— Problem details —
Can you lay out the items below as a two-column CSV with the header text,answer, one row per item, putting each item's wording and its answer in a single quoted field with line breaks replaced by spaces and leaving the pictures out?

— Supplied information —
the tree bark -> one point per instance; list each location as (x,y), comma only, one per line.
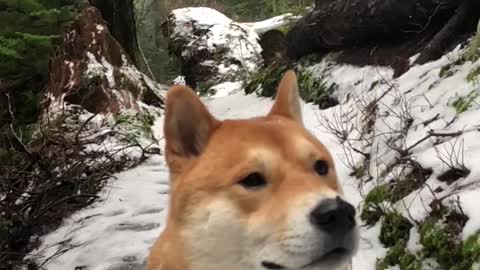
(120,16)
(466,12)
(339,24)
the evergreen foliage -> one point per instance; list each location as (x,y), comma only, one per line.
(30,29)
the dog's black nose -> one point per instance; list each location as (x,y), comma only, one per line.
(334,216)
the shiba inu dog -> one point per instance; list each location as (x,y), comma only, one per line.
(252,194)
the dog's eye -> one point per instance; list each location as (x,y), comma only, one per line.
(253,181)
(321,167)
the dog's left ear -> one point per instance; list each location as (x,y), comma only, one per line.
(287,100)
(188,126)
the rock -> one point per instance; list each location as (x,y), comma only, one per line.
(274,47)
(91,69)
(382,28)
(211,47)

— Correct output —
text,answer
"the tree bark -> one point per instance; list each location as (x,y), comma only, one per line.","(120,16) (466,12) (339,24)"
"the evergreen foliage -> one point per instance; list each location as (x,y), comma only, one per line.","(30,29)"
"the dog's black nose -> one point per instance; list each location as (x,y), comma only, one per line.","(334,216)"
"the shiba inu dog -> one point per instance; list each location as (x,y), comma only, one per line.","(252,194)"
"the dog's eye -> one point per instance; list each location as (x,y), comma only, one per line.","(253,181) (321,167)"
"the dog's left ear -> one point per instance; list each location as (x,y), comma only, one per line.","(287,100) (188,126)"
"the rock -> one point per instance; list each location as (x,y), comma only, one per line.","(274,47) (91,69) (382,28) (211,47)"